Evergold Amends Previously Announced $3.5 Million Private Placement Financing to Enable Participation by Existing Shareholders
NOT FOR DISTRIBUTION TO U.S. NEWSWIRE SERVICES OR FOR RELEASE, PUBLICATION, DISTRIBUTION OR DISSEMINATION DIRECTLY, OR INDIRECTLY, IN WHOLE OR IN PART, IN OR INTO THE UNITED STATES
Toronto, Ontario -- August 28, 2020 -- Evergold Corp. ("Evergold" or the "Company") (TSX-V: EVER, OTC: EVGUF, FRA: 5EG) is pleased to announce, further to shareholder inquiries, that it has amended the $3.5 million non-brokered private placement financing (the “Offering”) announced on August 26, 2020, to allow for participation by existing shareholders under the “Existing Shareholder Exemption” as described below. The Company also announces a change in price of the flow-through shares (“FT Shares”) component of the Offering to $0.60 per FT Share.
“We’re happy to extend the Offering to existing shareholders using this mechanism, as it makes the financing more democratic,” said Kevin Keough, President and CEO. “We appreciate their continued support.”
The Offering is composed of hard dollar units (“HD Units”) at a price of $0.50 per Unit and flow-through shares (“FT Shares”) at a price of $0.60 per FT Share. Each HD Unit is composed of one common share in the capital of the Company (“Common Share”) and one-half of one Common Share purchase warrant (“Warrant”). Each whole Warrant entitles the holder to purchase one Common Share within 24 months from the date of issuance at a price of $0.60 per Common Share if exercised in the first 12 months and $0.70 per Common Share if exercised in the second 12 months. Each FT Share is composed of one Common Share issued on a flow-through basis within the meaning of the Income Tax Act (Canada) (the “Tax Act”).
The Offering is available to accredited investors as well as to all shareholders of record of the Company as at August 26, 2020 (the "Record Date") resident in Canada who are eligible to participate under the exemption from prospectus requirements set out in applicable instruments of Canadian Securities Administrators (the “Existing Shareholder Exemption”) and who continue be shareholders of the Company immediately prior to the closing of the Offering.

──────

* **Exercise requirements**
Continue the press release on Evergold's amended private placement, picking up after its last paragraph.

Phrase grounding data:
──────

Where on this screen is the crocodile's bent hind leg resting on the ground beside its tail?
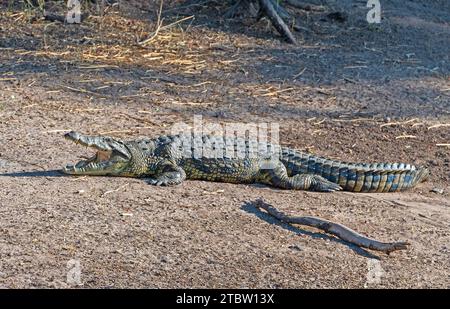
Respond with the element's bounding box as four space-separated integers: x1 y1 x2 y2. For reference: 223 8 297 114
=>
259 162 342 192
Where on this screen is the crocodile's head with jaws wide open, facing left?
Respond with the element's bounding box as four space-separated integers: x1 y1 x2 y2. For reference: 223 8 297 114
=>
62 131 133 176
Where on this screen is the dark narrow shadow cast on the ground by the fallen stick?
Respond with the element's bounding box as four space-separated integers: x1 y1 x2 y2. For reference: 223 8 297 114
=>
241 202 380 260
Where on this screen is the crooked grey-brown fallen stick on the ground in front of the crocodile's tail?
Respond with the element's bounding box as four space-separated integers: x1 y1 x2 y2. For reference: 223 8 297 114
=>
255 199 409 254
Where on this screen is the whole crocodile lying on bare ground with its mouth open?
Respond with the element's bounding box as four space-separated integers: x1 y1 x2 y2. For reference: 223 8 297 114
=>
62 131 429 192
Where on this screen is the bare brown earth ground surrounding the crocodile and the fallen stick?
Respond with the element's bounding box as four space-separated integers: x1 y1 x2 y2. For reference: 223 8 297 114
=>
0 0 450 288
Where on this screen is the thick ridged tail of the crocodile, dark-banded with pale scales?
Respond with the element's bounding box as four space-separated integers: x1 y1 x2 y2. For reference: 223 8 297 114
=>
282 149 429 192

──────

* **Response to this exercise**
Subscribers proposing to purchase HD Units or FT Shares under the Existing Shareholder Exemption may not purchase more than $15,000 in value of securities pursuant to the exemption in any twelve month period unless such subscriber has obtained 'suitability advice' from a registered investment dealer, as such term is used in applicable instruments of Canadian Securities Administrators.
If the Offering is over-subscribed, it is possible that a shareholder's subscription may not be accepted by the Company even though it is received. Additionally, in the event of an imbalance of large subscriptions compared to smaller subscriptions management of the Company reserves the right in its discretion to reduce large subscriptions in favour of smaller shareholder subscriptions. There is no minimum amount that will be required to be raised pursuant to the Existing Shareholder Exemption portion of the Offering.
Any person who becomes a shareholder of the Company after the Record Date is not permitted to participate in the Offering using the Existing Shareholder Exemption but other exemptions may still be available to them. Shareholders who became shareholders after the Record Date should consult their professional advisors when completing their subscription form to ensure that they use the correct exemption.
Those interested in participating in the Offering should contact the Company as noted below. Information on the Company is reported in the Company’s public documents filed on SEDAR. There are no undisclosed material facts or material changes in respect of the Company.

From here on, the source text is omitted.